WHAT YOU ARE ASKED TO DO
Answer these questions from the passage on representing uncertainty in HTA submissions:
1. Which kind of uncertainty interval is often preferred?
2. What can the EVPI be thought of as?
3. What is the preferred approach when structural uncertainties cannot be parameterized?

Importance of representing uncertainty in HTA submissions

Generally, existing guidance from reimbursement authorities and other good practice guides for modeling emphasizes that all evidence relating to a decision problem should be included in an HTA. Furthermore, since HTA-relevant outcomes (e.g., healthcare resource utilization and costs per value gained) are rarely the primary endpoints of clinical studies, the focus of health economic modeling should be on the estimation of relevant outcomes with appropriate representation of uncertainty, rather than on testing of hypotheses. Where possible, structural assumptions relating to a health economic model should be parameterized, and uncertainty should be propagated through the model structure from the input parameters to the output parameters using probabilistic sensitivity analysis. This allows the representation of uncertainty not only in terms of uncertainty intervals (95% credible interval often preferred), but also in terms of the expected value of perfect information (EVPI), a Bayesian decision analysis procedure that integrates the loss function associated with incorrect decision making with the probability of making the wrong decision [19]. The EVPI can be thought of as the cost of incorrect decision making.

Where structural uncertainties cannot be parameterized (such that they are not represented within the estimated uncertainty intervals of cost-effectiveness outcomes), the preferred approach is to present scenarios for alternative modeling assumptions with associated uncertainty intervals [9]. Within the manuscript, we use a case study (described below) to illustrate how the approach to modeling composite endpoints or the components of those endpoints in health economic models can have a profound impact on the associated uncertainty of the model. Further, we consider this to be a very important form of structural uncertainty for the proposed model.

Case study – dapagliflozin for heart failure with preserved or mildly reduced ejection fraction (HFpEF/HFmrEF)

EXTRACTED RECORDS

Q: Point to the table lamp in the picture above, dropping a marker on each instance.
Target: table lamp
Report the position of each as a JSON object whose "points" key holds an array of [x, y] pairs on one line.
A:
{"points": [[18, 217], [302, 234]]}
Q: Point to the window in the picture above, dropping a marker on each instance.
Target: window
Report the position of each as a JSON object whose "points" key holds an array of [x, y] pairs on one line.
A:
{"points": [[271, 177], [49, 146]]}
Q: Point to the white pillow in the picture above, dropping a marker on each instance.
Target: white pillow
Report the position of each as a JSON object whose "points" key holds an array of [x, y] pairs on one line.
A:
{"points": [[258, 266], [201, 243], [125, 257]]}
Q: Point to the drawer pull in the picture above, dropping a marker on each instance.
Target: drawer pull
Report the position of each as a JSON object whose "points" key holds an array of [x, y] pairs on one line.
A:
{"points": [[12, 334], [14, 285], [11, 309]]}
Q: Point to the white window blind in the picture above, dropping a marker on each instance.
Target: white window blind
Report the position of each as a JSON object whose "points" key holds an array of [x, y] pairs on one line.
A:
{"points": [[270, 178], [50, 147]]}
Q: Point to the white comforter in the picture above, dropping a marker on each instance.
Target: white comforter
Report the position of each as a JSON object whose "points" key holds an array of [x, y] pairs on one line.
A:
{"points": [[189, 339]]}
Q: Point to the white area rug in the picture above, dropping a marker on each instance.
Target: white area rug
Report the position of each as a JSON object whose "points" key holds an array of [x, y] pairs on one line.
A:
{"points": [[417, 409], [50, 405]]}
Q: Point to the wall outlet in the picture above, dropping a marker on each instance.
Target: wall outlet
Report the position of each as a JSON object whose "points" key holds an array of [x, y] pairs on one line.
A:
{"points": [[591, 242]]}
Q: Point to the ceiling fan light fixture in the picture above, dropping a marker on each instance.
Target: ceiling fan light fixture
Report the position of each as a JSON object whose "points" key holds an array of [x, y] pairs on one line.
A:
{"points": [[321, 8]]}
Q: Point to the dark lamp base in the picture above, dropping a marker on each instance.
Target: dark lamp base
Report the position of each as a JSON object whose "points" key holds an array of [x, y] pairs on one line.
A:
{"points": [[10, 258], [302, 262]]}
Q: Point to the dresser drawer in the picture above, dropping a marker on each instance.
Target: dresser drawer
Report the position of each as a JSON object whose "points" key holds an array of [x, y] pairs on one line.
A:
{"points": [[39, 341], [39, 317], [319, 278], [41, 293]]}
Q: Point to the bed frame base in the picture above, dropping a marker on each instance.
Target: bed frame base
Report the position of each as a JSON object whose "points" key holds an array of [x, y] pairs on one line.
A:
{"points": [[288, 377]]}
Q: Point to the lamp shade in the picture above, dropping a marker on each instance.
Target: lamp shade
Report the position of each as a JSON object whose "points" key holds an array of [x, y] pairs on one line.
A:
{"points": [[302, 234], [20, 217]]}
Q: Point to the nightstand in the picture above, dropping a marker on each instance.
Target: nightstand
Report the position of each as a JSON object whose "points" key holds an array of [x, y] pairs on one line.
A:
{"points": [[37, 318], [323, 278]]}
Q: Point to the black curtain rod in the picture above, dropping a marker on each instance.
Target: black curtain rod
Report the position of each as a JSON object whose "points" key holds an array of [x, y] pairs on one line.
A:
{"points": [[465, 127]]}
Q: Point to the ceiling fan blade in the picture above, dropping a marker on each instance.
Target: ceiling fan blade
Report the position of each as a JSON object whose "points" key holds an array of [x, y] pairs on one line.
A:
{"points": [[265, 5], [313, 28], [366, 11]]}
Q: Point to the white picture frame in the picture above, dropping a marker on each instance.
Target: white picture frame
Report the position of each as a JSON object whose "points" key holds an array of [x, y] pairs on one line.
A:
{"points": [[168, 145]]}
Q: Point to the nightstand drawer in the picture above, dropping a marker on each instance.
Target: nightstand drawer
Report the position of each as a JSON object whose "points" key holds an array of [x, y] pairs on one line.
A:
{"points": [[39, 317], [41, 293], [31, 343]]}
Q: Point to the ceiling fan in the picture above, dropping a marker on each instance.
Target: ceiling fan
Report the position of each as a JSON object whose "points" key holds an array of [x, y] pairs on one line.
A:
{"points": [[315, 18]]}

EXPECTED ANSWER
1. The 95% credible interval.
2. The cost of incorrect decision making.
3. Presenting scenarios for alternative modeling assumptions with associated uncertainty intervals.